Data for review:

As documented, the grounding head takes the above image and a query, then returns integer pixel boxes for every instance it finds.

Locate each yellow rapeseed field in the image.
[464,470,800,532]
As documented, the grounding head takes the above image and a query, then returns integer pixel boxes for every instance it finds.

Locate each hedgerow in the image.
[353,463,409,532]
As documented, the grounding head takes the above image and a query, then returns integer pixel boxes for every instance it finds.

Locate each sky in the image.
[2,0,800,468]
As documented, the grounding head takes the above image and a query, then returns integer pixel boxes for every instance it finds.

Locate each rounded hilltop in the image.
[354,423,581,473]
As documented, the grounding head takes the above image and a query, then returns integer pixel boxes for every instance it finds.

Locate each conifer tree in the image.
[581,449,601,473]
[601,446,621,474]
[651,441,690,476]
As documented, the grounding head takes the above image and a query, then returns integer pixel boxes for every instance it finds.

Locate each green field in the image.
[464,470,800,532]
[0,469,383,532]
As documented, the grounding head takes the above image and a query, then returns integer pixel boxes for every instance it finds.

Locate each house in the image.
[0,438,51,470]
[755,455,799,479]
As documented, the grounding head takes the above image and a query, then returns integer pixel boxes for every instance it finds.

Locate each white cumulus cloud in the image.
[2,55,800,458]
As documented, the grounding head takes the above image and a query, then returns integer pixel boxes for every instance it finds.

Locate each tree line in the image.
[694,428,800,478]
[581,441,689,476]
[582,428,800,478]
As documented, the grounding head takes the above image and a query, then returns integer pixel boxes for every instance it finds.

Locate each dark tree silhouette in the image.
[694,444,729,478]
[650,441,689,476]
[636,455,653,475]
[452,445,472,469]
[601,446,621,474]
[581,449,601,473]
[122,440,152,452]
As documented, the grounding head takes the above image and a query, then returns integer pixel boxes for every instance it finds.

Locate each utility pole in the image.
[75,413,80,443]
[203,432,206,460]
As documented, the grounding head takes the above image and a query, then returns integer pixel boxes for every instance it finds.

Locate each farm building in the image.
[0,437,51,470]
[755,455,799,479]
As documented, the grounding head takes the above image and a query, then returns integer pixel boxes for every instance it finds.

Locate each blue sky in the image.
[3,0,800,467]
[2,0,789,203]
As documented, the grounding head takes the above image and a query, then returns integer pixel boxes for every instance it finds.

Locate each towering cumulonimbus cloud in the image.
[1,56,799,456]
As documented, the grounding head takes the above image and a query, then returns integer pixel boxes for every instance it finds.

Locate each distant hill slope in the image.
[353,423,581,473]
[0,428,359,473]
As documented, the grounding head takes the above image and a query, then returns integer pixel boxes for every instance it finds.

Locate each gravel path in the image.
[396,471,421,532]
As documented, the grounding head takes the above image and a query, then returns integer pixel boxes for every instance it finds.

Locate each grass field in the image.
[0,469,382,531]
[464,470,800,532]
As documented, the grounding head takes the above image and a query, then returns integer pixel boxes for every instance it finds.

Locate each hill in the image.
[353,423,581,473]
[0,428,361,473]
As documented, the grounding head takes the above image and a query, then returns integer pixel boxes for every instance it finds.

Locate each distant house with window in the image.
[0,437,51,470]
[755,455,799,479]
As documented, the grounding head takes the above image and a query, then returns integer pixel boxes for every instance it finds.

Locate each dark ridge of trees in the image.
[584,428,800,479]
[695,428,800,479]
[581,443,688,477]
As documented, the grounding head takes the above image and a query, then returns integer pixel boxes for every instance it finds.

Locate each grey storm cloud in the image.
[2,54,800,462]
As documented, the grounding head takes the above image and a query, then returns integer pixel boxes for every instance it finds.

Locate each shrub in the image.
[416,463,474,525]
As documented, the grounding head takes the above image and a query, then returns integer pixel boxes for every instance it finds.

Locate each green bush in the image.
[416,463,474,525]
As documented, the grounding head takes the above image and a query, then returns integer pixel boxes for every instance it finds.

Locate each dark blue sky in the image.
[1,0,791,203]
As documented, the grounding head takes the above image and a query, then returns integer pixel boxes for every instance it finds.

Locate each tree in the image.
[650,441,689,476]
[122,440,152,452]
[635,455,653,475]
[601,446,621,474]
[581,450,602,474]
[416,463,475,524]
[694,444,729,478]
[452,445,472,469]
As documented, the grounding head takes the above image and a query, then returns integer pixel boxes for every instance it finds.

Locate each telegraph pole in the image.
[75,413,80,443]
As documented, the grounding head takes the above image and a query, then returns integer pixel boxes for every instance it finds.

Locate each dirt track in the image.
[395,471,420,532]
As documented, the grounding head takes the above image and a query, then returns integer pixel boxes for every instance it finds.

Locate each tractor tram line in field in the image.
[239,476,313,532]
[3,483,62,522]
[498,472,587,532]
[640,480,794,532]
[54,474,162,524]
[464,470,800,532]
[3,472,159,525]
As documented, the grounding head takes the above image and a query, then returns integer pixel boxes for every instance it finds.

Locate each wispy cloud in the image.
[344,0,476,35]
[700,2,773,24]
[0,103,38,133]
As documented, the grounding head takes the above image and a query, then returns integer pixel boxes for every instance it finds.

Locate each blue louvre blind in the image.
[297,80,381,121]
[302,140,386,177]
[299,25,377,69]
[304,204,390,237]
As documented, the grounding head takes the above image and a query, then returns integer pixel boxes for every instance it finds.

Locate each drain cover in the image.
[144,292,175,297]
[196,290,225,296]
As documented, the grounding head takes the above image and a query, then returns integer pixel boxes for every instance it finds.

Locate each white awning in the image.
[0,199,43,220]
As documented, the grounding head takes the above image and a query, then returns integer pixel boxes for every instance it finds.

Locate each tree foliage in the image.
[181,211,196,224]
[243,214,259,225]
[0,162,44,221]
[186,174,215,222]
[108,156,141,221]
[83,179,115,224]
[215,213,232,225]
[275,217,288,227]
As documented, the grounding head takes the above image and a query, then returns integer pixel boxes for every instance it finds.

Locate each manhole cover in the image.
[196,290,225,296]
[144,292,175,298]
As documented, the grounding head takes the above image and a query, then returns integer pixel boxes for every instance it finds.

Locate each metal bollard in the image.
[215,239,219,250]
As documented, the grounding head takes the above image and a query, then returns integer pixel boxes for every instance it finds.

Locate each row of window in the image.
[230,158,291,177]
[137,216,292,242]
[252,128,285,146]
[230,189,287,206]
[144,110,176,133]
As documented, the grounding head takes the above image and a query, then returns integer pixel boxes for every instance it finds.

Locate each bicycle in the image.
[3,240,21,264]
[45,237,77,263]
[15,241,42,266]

What the task asks: Retype all the records above without changing a word.

Written answer:
As documented, the grounding head takes the above image and a query, then returns integer pixel boxes for every instance it finds.

Locate each yellow rapeseed field in the image.
[464,470,800,532]
As documented, the grounding head takes the above image and a query, then returns integer pixel boxes for every instance it finds.

Locate each hedgerow in the image.
[353,463,409,532]
As documented, the grounding head takes the above image and a query, then returns integer pixel boxes for every instance it finds.

Locate each sky in the image.
[2,0,800,468]
As documented, the grounding head takes the above image and a query, then returns integer pixel boxes for every instance it finds.

Locate each rounded hilltop in the image.
[354,423,581,473]
As documented, the grounding head takes the above image and a query, then returns integer pixel boxes for every instance it finds.

Locate each conifer tree in the image.
[581,449,601,473]
[601,446,621,474]
[651,441,690,476]
As documented, the grounding head takes the above image and a query, then returns integer pixel boxes for every instance it finds.

Locate each green field in the image.
[464,470,800,532]
[0,469,383,532]
As documented, the grounding head takes the above image and a query, then returns integer pixel boxes for every instance it finds.

Locate each house in the image.
[0,438,51,470]
[755,455,799,479]
As documented, the grounding head takes the above image and a query, then returns integer pixel boxes for every instance it finds.

Locate each white cumulus cloud in the image.
[2,55,800,458]
As documented, the grounding head takes the above image and a query, then returns integer pixel boxes for every instance it finds.

Locate each tree line in the image.
[694,428,800,478]
[581,441,689,476]
[582,428,800,478]
As documented, the grounding head takes the above image and a query, then returns integer pixel boxes for every instance it finds.

Locate each dark tree silhouette in the image.
[694,444,729,478]
[650,441,689,476]
[636,455,653,475]
[452,445,472,469]
[601,446,621,474]
[581,449,601,473]
[122,440,152,452]
As documented, the grounding head takes the above image and a query, then returns integer pixel boxes for every instance it finds.

Locate each utility pole in the image.
[75,413,80,443]
[203,432,206,460]
As documented, the grounding head takes the above image and a query, then returns integer pixel boxes for every instance it finds.

Locate each farm building in the image.
[0,437,51,470]
[755,455,799,479]
As documented, the grounding head takes the above image and a query, then returns integer pixel boxes for every instance it finds.

Locate each blue sky in the image.
[3,0,800,467]
[2,0,789,203]
As documented, the grounding head takes the above image and a query, then returns integer pixel boxes for every instance it finds.

Locate each towering cumulonimbus cloud in the image.
[1,56,799,456]
As documented, the grounding head takes the above image and a query, then returns integer pixel boxes for every instance it finds.

Locate each distant hill slope in the image.
[353,423,581,473]
[0,428,359,473]
As documented, the grounding head takes the above image and a query, then returns integer pixel boxes for every instance it finds.

Locate each gravel path in the image.
[396,471,421,532]
As documented, the grounding head takes the above image and a query, then returns integer pixel boxes for every instance it finds.

Locate each grass field in the image.
[0,469,382,531]
[464,470,800,532]
As documented, the grounding head takes the above image and a query, then returns integer pixel boxes for every instance it finds.

Locate each hill in the image.
[353,423,581,473]
[0,428,361,473]
As documented, the grounding head takes the above image and a query, then returns integer pixel boxes for every instance it finds.

Locate each distant house with window in the image.
[0,437,51,470]
[755,455,799,479]
As documented, the grounding head takes the above image and a query, then returns integer pixel boxes for every instance it finds.

Locate each dark ridge of trees in the image.
[584,428,800,479]
[695,428,800,479]
[581,443,688,477]
As documented, the grounding head takes the above image and a query, then returns integer pixel boxes for every instance it finds.

Locate each grey storm cloud in the image.
[2,54,800,462]
As documented, the grounding head takes the above image and a query, then returns integer pixel boxes for every instance it finds.

Locate each shrub in the image.
[416,463,474,525]
As documented, the grounding head takes the above image and a query, then returns integer pixel boxes for every instance it finds.

Locate each green bush in the image.
[416,463,474,525]
As documented, the grounding head takes the above image and a query, then returns integer pixel boxes for every instance it finds.

Locate each dark blue sky in the image.
[1,0,791,203]
As documented, the grounding head takes the above image and a query, then returns integer pixel boxes for every instance it finds.

Locate each tree in the image.
[650,441,689,476]
[122,440,152,452]
[635,455,653,475]
[601,446,621,474]
[581,450,602,474]
[416,463,475,524]
[694,444,729,478]
[452,445,472,469]
As documented, the grounding head takes the above image and a query, then returns integer pixel boxes for every instance it finds.

Locate each telegraph pole in the image.
[75,413,80,443]
As documented, the grounding head takes the above image and a query, then returns integer pixel boxes for every instance it finds.

Locate each dirt track in the image.
[395,471,420,532]
As documented, the grounding head takes the above image and a query, then returns integer pixel boxes for every instance it finds.

Locate each tractor tram line in field in the image.
[239,476,313,532]
[3,483,62,522]
[498,472,587,532]
[640,480,794,532]
[54,474,162,524]
[464,470,800,532]
[3,472,159,525]
As documented, the grounding head takes the above image and a query, then returns integer pixel boxes for every instance it finds.

Locate each wispy cloud in the image.
[344,0,476,35]
[700,2,773,24]
[0,103,38,133]
As documented, the grounding head takes the above image and a query, then returns integer pixel boxes for every instance it finds.

Locate each blue louvre blind in the image.
[297,80,381,121]
[302,140,386,177]
[299,25,377,69]
[304,204,390,237]
As documented, the grounding head takes the above image and a query, then returns integer pixel boxes for every instance it finds.

Locate each drain cover in the image.
[144,292,175,297]
[196,290,225,296]
As documented, the grounding head takes the above image and a query, then returns integer pixel boxes for every instance it finds.

Locate each white awning in the image.
[0,199,43,220]
As documented, the grounding head takes the above image and a query, then returns integer pixel boxes for every instance it finds.

Locate each tree foliage in the image.
[181,211,196,224]
[243,214,259,225]
[0,162,44,221]
[186,174,215,222]
[108,156,141,221]
[83,179,115,224]
[215,213,232,225]
[275,217,288,227]
As documented, the grounding head takes the above image and a query, then returns integer pixel boxes for every instance it finds.

Locate each manhole cover in the image.
[196,290,225,296]
[144,292,175,298]
As documented, the grounding head takes the above image and a query, then returns integer pixel boxes for every instance it finds.

Locate each metal bollard in the image.
[215,239,219,250]
As documented, the grounding head takes the above image and a query, then returns integer pixel boxes for every instance it finds.

Locate each row of window in the image.
[230,158,291,177]
[137,216,292,242]
[252,128,285,146]
[230,189,287,206]
[144,110,176,133]
As documented, the grounding head takes the above image and a query, then returns integer pixel boxes for every instance it finds.

Locate each bicycle in the image.
[3,240,21,264]
[45,237,77,263]
[15,241,42,266]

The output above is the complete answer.